**Aim of the exercise**
Transcribe the records underneath word for word, and leave no line out.
BEGIN
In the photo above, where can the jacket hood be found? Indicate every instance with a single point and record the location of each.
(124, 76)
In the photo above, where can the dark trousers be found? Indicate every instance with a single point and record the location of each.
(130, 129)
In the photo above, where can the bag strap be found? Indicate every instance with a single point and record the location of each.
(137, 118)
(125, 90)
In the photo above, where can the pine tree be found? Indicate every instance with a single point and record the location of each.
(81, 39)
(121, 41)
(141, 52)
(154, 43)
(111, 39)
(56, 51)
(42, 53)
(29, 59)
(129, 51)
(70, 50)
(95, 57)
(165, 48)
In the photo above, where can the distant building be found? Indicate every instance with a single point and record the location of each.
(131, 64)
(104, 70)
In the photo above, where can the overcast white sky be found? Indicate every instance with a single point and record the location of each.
END
**Response for this exercise**
In the photo above, where can the jacket hood be found? Indicate every instance with a single point and record the location of each.
(124, 76)
In the photo above, where can the dark trousers be found? Indicate every instance with a single point and record the location of each.
(130, 129)
In the photo above, where can the bag strap be found? Indicate every instance with a single point and record the location of each.
(137, 118)
(125, 90)
In the photo above, where can the pine tree be found? Indicate every instance with a single point and record the location of each.
(81, 39)
(121, 41)
(141, 52)
(154, 43)
(111, 39)
(56, 51)
(42, 53)
(29, 59)
(129, 51)
(70, 50)
(95, 57)
(165, 48)
In the photo above, where can the distant building be found? Indicate every instance with a single point and record the location of each.
(131, 64)
(104, 70)
In the photo above, where can the overcast white sky be found? Indicate every instance with a single point and record the location of each.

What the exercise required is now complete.